Work instructions:
1/ According to the travel blog post, how many unofficial roadblocks did the travelers drive through in Oaxaca and Chiapas?
2/ Filter the records down to every line containing the string "yellow", treating uppercase and lowercase as different.

First of all I'd like to formally apologize to our readers, all five of you, for the serious lack of updates we've had over the past few months. I hadn't realized how far behind we were until we won the award for "Most Slackerest Blog" (new word courtesy of James at Home On The Highway). Between fighting Shannon over the keyboard and actually putting the computer away to actually enjoy our trip, it's been a little tough to update our experiences. I'll do my best to sum it all up to date, and get things back on track.
We've had a few highs and lows over the past few months...
In Mexico, we fell head over heals in love with the small town of Guanajuato. Admittedly I already had a serious love affair with GTO, but after I introduced Shannon to the charm and beauty of this pueblo magico in Central Mexico, it became a full-on complicated love triangle. We spent over a month there and could have easily just put the 4runner up on blocks, and slipped away into the daily grind as full-time expats there.
In Mexico City, while shopping for a wedding dress and size 4 heels for Shannon (an experience that all overland travelers should seek out) we were robbed not once but twice by taxi-drivers...well robbed may be stretching the truth a bit. There were no weapons involved, no threats, and we didn't even notice it was happening but after the ride we realized that one driver slipped us a fake bill in change and the other had given us an out-of-circulation bill that was worth less than a dollar. Another souvenir for the road and another lesson learned.
Occupy Oaxaca in full effect...teachers on strike made it difficult to appreciate the downtown architecture
In Oaxaca and Chiapas, we blazed through at least 4 of the unofficial roadblocks that we had heard so much about. Basically two people holding a rope or cable across the road, we were warned that these were attempts to stop you while men in the bushes come out to rob you. Admittedly it appeared that these were all simply attempts to sell elotes or tamales by the road, we drove through anyway, not really in the mood for a snack.
I'll be happy if I never eat another chapuline
We crossed paths with Crossing Latitudes, who we went into the Sierra Norte with, eventually giving a ride to two colorful characters in a small mountain village. The six of us followed a lead towards a nearby party and stumbled on a 600 year-old religious tradition in a small village that I couldn't even pick out on a map. We were treated like royalty and the villagers were warm and friendly. I may or may not have consumed fire-water straight from a gasoline jug...I survived, but for a second I thought that I may go blind.

Object position labeling records:

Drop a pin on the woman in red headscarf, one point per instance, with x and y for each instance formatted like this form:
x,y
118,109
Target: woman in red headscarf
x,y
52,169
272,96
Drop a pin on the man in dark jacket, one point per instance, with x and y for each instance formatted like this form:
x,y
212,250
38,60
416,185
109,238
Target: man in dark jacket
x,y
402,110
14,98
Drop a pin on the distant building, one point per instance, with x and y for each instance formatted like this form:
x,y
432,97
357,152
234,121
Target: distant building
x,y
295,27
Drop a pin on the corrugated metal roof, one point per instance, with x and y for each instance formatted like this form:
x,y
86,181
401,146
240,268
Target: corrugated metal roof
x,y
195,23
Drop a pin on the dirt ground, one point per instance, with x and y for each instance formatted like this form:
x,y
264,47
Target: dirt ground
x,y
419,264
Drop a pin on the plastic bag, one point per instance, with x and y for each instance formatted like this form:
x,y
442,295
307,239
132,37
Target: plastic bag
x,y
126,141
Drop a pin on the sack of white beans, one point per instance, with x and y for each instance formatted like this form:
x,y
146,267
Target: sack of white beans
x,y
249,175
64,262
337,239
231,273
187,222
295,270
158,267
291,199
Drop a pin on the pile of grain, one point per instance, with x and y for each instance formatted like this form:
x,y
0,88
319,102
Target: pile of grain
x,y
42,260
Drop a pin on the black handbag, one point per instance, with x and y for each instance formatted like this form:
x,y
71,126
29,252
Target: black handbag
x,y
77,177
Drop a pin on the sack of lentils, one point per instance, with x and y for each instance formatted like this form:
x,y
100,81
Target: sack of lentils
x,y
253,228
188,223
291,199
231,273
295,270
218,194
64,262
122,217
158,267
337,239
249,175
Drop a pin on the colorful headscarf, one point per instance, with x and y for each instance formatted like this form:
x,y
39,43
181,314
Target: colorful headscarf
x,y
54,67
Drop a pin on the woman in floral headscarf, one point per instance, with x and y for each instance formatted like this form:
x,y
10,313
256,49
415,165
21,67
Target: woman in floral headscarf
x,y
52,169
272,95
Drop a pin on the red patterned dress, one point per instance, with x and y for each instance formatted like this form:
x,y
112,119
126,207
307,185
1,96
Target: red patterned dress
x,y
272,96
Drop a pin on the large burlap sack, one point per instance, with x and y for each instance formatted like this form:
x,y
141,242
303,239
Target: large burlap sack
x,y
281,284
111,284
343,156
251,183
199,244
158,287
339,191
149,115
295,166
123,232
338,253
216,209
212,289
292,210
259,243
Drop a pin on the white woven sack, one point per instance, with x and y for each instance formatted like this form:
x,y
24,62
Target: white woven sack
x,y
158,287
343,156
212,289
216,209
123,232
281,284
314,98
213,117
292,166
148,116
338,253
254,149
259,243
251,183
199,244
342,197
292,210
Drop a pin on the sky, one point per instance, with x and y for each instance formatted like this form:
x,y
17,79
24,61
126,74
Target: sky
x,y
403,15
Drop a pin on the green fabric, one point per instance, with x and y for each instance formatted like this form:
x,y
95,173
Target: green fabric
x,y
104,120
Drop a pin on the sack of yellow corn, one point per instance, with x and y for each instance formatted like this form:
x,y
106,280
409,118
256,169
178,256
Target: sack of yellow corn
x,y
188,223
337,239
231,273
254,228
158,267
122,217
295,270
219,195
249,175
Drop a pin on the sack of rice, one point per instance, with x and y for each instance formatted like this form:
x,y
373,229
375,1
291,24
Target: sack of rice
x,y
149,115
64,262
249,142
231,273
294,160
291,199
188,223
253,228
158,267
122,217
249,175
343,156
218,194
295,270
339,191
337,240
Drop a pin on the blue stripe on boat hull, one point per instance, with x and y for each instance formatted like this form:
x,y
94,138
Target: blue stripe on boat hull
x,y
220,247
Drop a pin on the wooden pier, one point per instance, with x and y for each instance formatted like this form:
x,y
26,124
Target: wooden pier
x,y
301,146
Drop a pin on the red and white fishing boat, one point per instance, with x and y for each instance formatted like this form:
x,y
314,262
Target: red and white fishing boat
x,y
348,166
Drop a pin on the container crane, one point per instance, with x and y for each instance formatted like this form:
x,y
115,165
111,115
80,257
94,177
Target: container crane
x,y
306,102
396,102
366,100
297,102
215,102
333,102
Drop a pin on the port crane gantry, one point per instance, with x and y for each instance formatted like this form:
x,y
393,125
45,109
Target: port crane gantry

Response list:
1/ At least four.

2/
Drop a pin on the sack of yellow corn, one point per instance, with x and y for each instance formatted like this form:
Target: sack of yellow corn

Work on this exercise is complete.